▸ **WHAT YOU NEED TO DO**
Output everything in the data exactly, leaving the pictures out.

▸ **RECORDS SUPPLIED**
##########

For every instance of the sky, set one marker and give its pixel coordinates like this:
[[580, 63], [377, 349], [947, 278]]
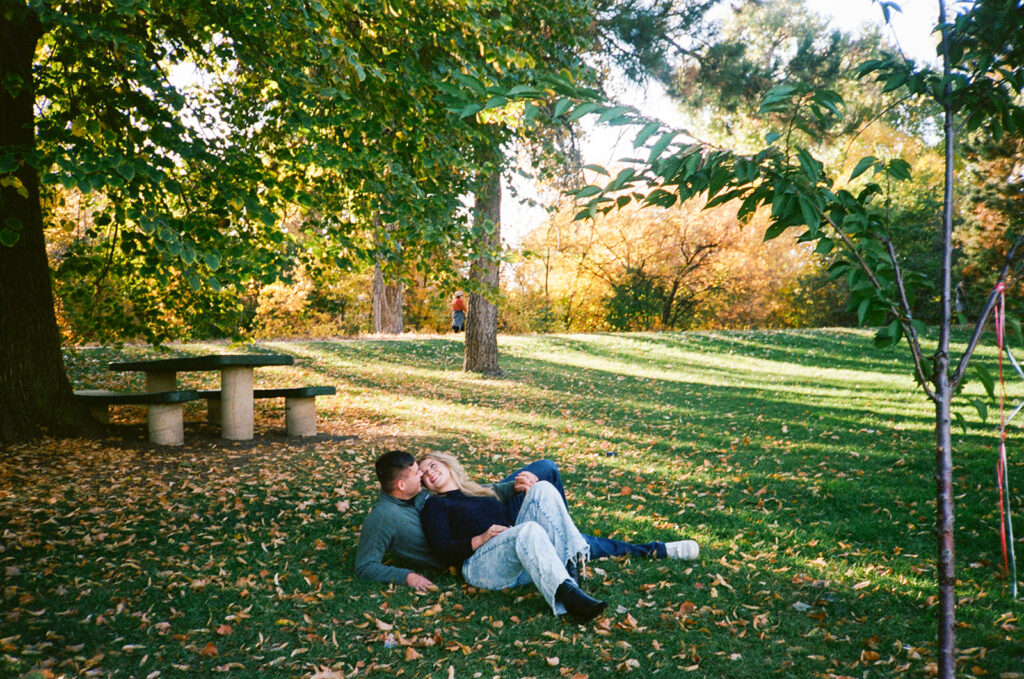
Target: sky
[[910, 30]]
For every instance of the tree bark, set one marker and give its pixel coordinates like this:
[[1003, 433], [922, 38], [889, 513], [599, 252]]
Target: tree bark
[[481, 319], [34, 388], [387, 305], [944, 393]]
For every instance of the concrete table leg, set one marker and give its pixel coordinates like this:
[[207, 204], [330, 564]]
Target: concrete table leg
[[213, 415], [237, 402], [166, 424], [161, 381], [300, 416]]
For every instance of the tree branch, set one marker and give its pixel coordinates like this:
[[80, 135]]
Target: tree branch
[[983, 319], [914, 348], [911, 334]]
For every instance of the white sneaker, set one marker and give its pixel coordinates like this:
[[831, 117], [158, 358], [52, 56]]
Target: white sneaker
[[682, 549]]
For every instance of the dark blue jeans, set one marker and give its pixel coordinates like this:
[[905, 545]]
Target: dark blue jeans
[[600, 548]]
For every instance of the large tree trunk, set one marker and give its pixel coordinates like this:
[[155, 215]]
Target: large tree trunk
[[35, 393], [943, 391], [387, 305], [481, 319]]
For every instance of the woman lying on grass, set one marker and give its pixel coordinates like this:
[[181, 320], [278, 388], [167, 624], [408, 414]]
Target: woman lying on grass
[[467, 526]]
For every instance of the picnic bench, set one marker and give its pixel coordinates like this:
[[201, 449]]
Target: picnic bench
[[236, 382], [164, 410], [300, 407]]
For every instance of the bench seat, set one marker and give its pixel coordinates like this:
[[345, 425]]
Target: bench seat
[[300, 406], [164, 410]]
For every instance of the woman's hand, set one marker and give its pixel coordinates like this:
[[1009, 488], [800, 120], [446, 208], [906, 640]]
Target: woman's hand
[[524, 480], [478, 541]]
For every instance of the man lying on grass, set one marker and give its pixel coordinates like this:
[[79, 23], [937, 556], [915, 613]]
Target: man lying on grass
[[393, 523]]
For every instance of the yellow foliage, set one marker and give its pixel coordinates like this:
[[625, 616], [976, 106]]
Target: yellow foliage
[[720, 272]]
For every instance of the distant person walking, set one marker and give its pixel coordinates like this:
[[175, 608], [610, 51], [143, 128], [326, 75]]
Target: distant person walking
[[458, 313]]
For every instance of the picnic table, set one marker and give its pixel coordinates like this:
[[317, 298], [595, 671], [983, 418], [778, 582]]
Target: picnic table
[[236, 382]]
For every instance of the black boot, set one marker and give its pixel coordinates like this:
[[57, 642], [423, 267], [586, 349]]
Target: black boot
[[584, 608], [577, 567]]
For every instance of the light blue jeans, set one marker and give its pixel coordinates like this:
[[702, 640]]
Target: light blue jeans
[[535, 550]]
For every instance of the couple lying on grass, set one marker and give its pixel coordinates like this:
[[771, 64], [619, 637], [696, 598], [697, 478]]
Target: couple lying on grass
[[510, 534]]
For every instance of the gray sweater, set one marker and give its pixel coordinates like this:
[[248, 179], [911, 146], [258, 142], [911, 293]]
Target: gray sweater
[[393, 525]]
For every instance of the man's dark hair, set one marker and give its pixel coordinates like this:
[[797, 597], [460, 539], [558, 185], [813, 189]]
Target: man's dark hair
[[390, 466]]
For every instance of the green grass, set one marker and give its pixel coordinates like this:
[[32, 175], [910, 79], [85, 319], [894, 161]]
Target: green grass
[[802, 461]]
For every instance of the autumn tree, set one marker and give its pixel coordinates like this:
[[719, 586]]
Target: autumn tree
[[978, 90]]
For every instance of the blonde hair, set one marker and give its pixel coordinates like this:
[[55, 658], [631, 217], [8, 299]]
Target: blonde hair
[[459, 474]]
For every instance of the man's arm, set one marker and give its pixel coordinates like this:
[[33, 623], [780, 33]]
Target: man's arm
[[375, 539], [505, 490]]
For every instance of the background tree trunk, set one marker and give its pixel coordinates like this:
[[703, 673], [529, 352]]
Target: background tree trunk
[[34, 388], [387, 305], [387, 299], [481, 319]]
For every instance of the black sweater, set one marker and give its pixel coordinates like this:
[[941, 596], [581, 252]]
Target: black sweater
[[452, 520]]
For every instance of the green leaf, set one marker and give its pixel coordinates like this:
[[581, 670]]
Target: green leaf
[[583, 110], [659, 146], [862, 309], [899, 169], [612, 113], [809, 213], [775, 229], [645, 133]]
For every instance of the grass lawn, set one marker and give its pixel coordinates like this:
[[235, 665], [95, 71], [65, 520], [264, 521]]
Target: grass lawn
[[803, 462]]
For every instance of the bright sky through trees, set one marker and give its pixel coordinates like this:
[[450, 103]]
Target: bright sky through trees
[[604, 145]]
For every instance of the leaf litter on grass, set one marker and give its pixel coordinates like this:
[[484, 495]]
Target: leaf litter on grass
[[800, 461]]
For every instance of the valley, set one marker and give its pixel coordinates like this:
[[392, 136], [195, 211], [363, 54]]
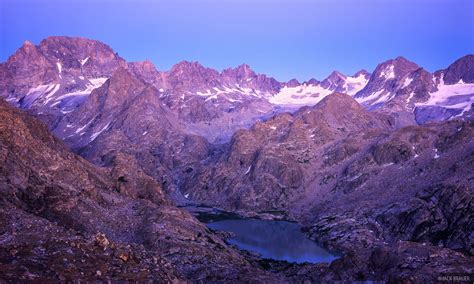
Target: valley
[[112, 164]]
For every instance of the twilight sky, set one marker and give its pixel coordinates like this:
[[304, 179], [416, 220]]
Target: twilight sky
[[281, 38]]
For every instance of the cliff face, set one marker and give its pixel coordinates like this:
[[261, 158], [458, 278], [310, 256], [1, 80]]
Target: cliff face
[[59, 211]]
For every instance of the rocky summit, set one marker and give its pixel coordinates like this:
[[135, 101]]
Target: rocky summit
[[109, 167]]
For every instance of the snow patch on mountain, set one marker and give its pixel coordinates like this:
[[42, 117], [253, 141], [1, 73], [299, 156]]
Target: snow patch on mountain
[[300, 95], [355, 84], [388, 73], [457, 96]]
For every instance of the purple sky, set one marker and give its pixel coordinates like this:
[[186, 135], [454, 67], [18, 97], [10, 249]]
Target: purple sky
[[282, 38]]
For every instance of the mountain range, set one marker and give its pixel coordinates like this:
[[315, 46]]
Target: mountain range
[[376, 165]]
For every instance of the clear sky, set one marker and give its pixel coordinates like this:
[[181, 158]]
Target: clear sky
[[282, 38]]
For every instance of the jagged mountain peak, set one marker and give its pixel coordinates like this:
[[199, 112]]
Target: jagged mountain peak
[[363, 73], [239, 73], [461, 69]]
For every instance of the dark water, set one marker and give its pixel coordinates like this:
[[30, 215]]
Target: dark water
[[278, 240]]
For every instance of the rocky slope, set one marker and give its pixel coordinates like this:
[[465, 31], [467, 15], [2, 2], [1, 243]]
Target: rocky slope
[[367, 173], [65, 219], [415, 96], [359, 186]]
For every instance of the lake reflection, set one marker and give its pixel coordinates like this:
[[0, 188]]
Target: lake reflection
[[279, 240]]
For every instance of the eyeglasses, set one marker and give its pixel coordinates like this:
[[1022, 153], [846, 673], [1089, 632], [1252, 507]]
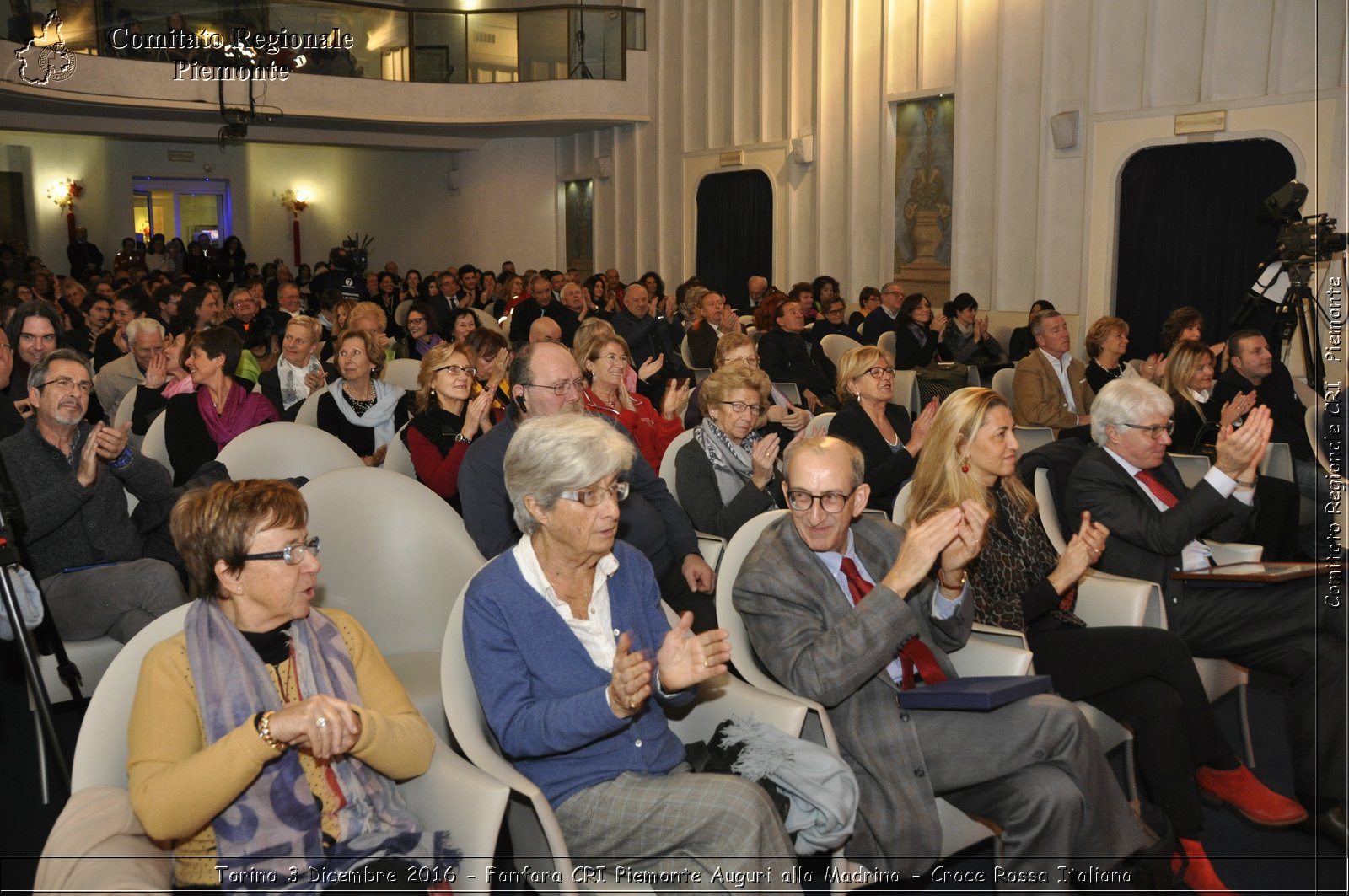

##########

▸ **EXERCISE RESPONSE**
For every instance of the sky, set one marker and give its pixel coordinates like this:
[[580, 63], [377, 349], [947, 278]]
Target: sky
[[910, 30]]
For every instance of the tree bark, set one marker and give its pixel coordinates like this:
[[1003, 433], [922, 38], [889, 513], [599, 252]]
Target: tree bark
[[481, 319], [34, 388], [387, 305], [944, 393]]
For every instance of the concrete table leg, set one marker and give its pixel coordinates like this:
[[207, 204], [330, 564]]
Target: concrete table leg
[[213, 415], [237, 402], [166, 424], [161, 381], [300, 416]]
For every instance of the tree branch, set one marker and give its pixel coordinates like this:
[[80, 135]]
Target: tree branch
[[983, 319], [914, 348], [911, 334]]
For every instance of the white sneaker, set one marker and give its pixel coordinates like this:
[[831, 117], [158, 358], [52, 56]]
Target: white sneaker
[[682, 549]]
For every instance of the dark blue jeans, set one marker and give its pixel coordinates like this:
[[905, 545]]
Target: dark blue jeans
[[600, 548]]
For every instance of the large tree trunk, set one marker and give its pixel coordinates like this:
[[155, 215]]
Target: large tree trunk
[[35, 393], [943, 391], [387, 305], [481, 319]]
For every instance of the woman lying on grass, set one marker and give its pixel coordinates like this:
[[181, 320], [278, 388], [167, 624], [408, 414]]
Target: woman lying on grass
[[467, 526]]
For every instance of the picnic bench, set one marker and give its pixel coordinates like this:
[[201, 449]]
Target: picnic bench
[[236, 382], [164, 410], [300, 407]]
For every instance of the bench seat, set one marker and give its pixel coordinates like this:
[[345, 425]]
Target: bench seat
[[300, 406], [164, 410]]
For every instance of the woman's hand, set one marker and give its pixel coordinates like this:
[[1009, 488], [800, 120], [446, 208], [906, 640]]
Target: woman's hand
[[524, 480], [478, 541]]
For every instance of the man lying on grass, set one marker and give its pixel coordinates like this:
[[79, 23], [937, 556], [915, 613]]
Target: man lying on grass
[[393, 523]]
For every instance of the yellow foliage, set one marker and give its pixel coordinates like this:
[[625, 616], [976, 106]]
Target: yellow foliage
[[720, 272]]
For every instance of the distant person walking, set one marker and give its pixel coordinates like this:
[[175, 608], [610, 51], [143, 128], [326, 75]]
Target: distant person walking
[[458, 313]]
For every instance of the picnic table, set one marker and give its pixel coordinates like this:
[[317, 298], [595, 671], [983, 418], [778, 582]]
Target: picnic table
[[236, 382]]
For every instance of the black boot, set one marker and give its pixel coordinates like this:
[[57, 642], [423, 267], [586, 349]]
Target: black boot
[[584, 608], [577, 567]]
For every instance of the light blue jeans, set one marker and give its pixel coordinates like this:
[[702, 640]]
Target: light blue jeans
[[535, 550]]
For every instance of the couple lying on grass, set one marker and give its pixel coordinates like this:
[[771, 64], [619, 637], [696, 598], [697, 478]]
Target: couple lying on grass
[[510, 534]]
For every instance of the gray sweater, set one marker and give its pixel coordinates like this:
[[248, 179], [911, 146], [258, 142], [911, 293]]
Target: gray sweater
[[393, 525]]
For every instance of the man's dark hair, set one marker and give its pixel coordinates like this:
[[797, 597], [460, 539], [558, 185], [813, 189]]
Target: man's dark hair
[[390, 466]]
For every instance of the green grass, set one marker and give its pixel coordinates like this:
[[32, 175], [910, 79], [85, 319], [894, 161]]
Target: green grass
[[802, 461]]
For every instance of the autumn tree, set one marker and give its pixel coordinates like this:
[[719, 586]]
Target: autumn tree
[[978, 90]]
For every instance of the blonde hair, set one marker and give its pixel coordinates like this:
[[55, 658], [631, 217], [8, 299]]
Target: blonde hair
[[459, 474]]
For every instance of the man's arm, set one marker and give its pixel coordinates like this:
[[33, 623], [780, 33]]
Target: man's arm
[[375, 539], [505, 490]]
For every instance of the background tree trunk, set one marker and give its pixel coordinates like this:
[[703, 673], [529, 352]]
Target: background tree trunk
[[34, 388], [387, 305], [387, 299], [481, 319]]
For every instance of the black sweater, set one marker and give its pixel coordinates like this:
[[941, 596], [581, 252]]
Target: black sweater
[[452, 520]]
For every instance of the green leaf, set one marker and give its pixel coordinates like this:
[[581, 670]]
Target: green leaf
[[583, 110], [659, 146], [862, 309], [899, 169], [612, 113], [809, 213], [775, 229], [645, 133]]
For every instance of the grass lawn, set one marker and give its pixel coordinates like this:
[[235, 665], [95, 71], [65, 520], [264, 521]]
Target: grass lawn
[[803, 462]]
For every instance of the bright sky through trees, set one marker and give its pixel coordinates like this:
[[450, 103]]
Target: bright sky through trees
[[604, 145]]
For every instance of the leaf litter on grass, set one marker and give its pixel coordinates like this:
[[484, 495]]
Target: leaf litter on grass
[[800, 461]]
For every instance of the valley, set one marker and give its pixel coordinates like this:
[[392, 136], [195, 211], [363, 54]]
Target: valley
[[112, 164]]
For every instance of the twilight sky, set one marker and give its pixel coordinates like this:
[[304, 179], [416, 220]]
Target: twilight sky
[[281, 38]]
For every instance of the cliff face, set one marker and give its pixel coordinates like this:
[[261, 158], [458, 278], [310, 256], [1, 80]]
Target: cliff face
[[59, 211]]
For every instance of the rocky summit, set one marker and give its pixel coordinates like this:
[[135, 101]]
Target: rocky summit
[[109, 167]]
For every instance of the snow patch on mountain, set one marker and give its pixel coordinates like this:
[[42, 117], [253, 141], [1, 73], [299, 156]]
Target: snow patch on mountain
[[300, 95], [355, 84], [388, 73], [457, 96]]
For every instance of the purple sky, set one marker and give its pixel coordinates like this:
[[186, 135], [454, 67], [18, 97], [10, 249]]
Target: purple sky
[[282, 38]]
For every instance of the mountain range, set one marker and give its pixel coordinates like this:
[[315, 46]]
Target: mountain range
[[376, 165]]
For every instance of the clear sky, set one marker and give its pixel coordinates like this:
[[181, 158]]
Target: clear sky
[[282, 38]]
For every instance of the jagged mountain peak, set one marker and give its pixel coordinates like this:
[[199, 112]]
Target: jagged mountain peak
[[363, 73], [239, 73], [461, 69]]
For every instance of the dark water, set one marker and give its pixel coordinates like this:
[[30, 215]]
Target: dark water
[[278, 240]]
For every instance of the rocky slope, set one marker and give its pixel coordinates like this:
[[465, 31], [467, 15], [2, 2], [1, 243]]
Target: rocky slope
[[367, 173], [65, 219], [415, 96], [359, 186]]
For every instance of the lake reflection, set one marker and give its pixel coordinates like this:
[[0, 188]]
Target: lake reflection
[[279, 240]]
For every instance of the eyeglasses, set one marker and give its pixel coordinates like this:
[[1022, 153], [846, 673], [1089, 632], [1252, 507]]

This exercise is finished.